■ Work item ■
The listing that follows should be reproduced exactly, line for line.
[Start of section]
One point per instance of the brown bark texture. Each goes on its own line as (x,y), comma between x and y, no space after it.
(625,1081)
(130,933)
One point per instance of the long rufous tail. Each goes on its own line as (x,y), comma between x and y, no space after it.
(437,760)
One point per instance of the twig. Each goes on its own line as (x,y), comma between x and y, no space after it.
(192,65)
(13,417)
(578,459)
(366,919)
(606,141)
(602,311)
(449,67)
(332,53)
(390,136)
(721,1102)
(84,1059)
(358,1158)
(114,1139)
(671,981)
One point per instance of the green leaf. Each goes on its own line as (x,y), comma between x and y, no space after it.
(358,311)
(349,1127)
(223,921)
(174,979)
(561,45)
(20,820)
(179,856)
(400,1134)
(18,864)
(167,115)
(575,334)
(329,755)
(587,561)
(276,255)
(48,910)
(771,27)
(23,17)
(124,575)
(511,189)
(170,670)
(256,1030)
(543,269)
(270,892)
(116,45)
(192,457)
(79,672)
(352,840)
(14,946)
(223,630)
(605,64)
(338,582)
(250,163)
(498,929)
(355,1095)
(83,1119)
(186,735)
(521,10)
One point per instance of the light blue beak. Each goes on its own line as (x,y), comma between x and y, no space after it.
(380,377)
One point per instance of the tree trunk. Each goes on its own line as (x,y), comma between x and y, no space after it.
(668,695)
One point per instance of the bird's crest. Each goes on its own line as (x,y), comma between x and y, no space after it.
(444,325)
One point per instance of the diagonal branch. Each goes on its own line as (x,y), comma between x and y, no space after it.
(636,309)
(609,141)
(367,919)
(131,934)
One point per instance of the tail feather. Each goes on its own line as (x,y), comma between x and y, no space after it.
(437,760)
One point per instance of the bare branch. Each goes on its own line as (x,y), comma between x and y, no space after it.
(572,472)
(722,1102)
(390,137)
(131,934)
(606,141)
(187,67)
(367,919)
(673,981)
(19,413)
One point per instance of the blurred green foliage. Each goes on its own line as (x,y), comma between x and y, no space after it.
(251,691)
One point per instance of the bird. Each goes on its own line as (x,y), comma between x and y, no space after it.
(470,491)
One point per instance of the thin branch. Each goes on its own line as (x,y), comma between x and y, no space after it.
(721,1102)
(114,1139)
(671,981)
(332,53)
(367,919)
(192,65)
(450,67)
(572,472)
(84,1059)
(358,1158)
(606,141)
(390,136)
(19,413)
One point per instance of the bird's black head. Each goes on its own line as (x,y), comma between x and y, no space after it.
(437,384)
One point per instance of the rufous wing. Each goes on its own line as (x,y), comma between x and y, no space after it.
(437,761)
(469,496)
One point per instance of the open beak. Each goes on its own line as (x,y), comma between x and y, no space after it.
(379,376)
[End of section]
■ Solved problem ■
One point per instance of the brown bark texture. Each goes on its own line as (x,y), comma between x and y, no space after it.
(625,1081)
(130,933)
One point per instance of the long rufous tail. Each goes on its own line as (x,y), comma between x and y, no space after it.
(437,760)
One point per instance of the twig. Each goes on its own line as (x,y), comma between x and y, no space after it.
(192,65)
(13,417)
(578,459)
(366,919)
(606,141)
(602,311)
(449,67)
(332,53)
(390,136)
(721,1102)
(84,1059)
(358,1158)
(114,1139)
(671,981)
One point per instance of the green leaf. Each goes on its own line as (x,y), comma between x and y, no space after it.
(358,311)
(349,1127)
(223,921)
(174,979)
(561,45)
(20,820)
(179,856)
(400,1134)
(18,864)
(167,115)
(575,334)
(329,755)
(587,561)
(276,255)
(48,910)
(771,27)
(23,17)
(124,575)
(511,189)
(170,670)
(256,1030)
(543,269)
(270,892)
(116,45)
(192,457)
(79,672)
(352,840)
(14,946)
(223,630)
(605,64)
(338,582)
(250,163)
(498,929)
(355,1095)
(83,1119)
(186,735)
(521,10)
One point per instance of the light blue beak. Each goes on its own line as (x,y), comma between x and y, no space after it.
(380,377)
One point per instance of the tree trunk. Each goes on its own line as (x,y), comma between x and y, no space after it.
(668,695)
One point per instance of the bird's crest. Each goes on its own line as (x,y), comma between x and y, no space after it.
(444,325)
One point per instance of the diagonal branch. Each goes on its own line as (x,y), comma between x and y, no space after it.
(636,309)
(609,141)
(367,919)
(131,934)
One point per instance of the tail feather. Each goes on its own line as (x,y), comma between x and y, no space after it.
(437,760)
One point per instance of the bare branch. Each goes on its own line as (x,y), comma between x and y, no space after it.
(572,472)
(722,1102)
(390,137)
(131,934)
(606,141)
(187,67)
(367,919)
(673,981)
(19,413)
One point per instance of the blurred green foliage. Each goes on its own line as (x,y), comma between x and y, no space after it.
(251,691)
One point per instance of the bird. Each goes on its own line as (x,y), comma between x and y, no space after it.
(470,491)
One point per instance of the thin branch. Each goes on its own line as (x,y), comma between x and y, no space after it.
(721,1102)
(114,1139)
(671,981)
(332,53)
(367,919)
(192,65)
(450,67)
(572,472)
(84,1059)
(358,1158)
(606,141)
(390,136)
(19,413)
One point per instance of the bird's black head. Each goes on its own line as (x,y), comma between x and y, no space after it.
(437,384)
One point per instance of the rufous wing. Each goes on its own line as (x,y), comma between x and y, no space after it.
(437,761)
(469,496)
One point per instance of the open beak. Each goes on its own line as (x,y), comma between x and y, no space after it.
(379,376)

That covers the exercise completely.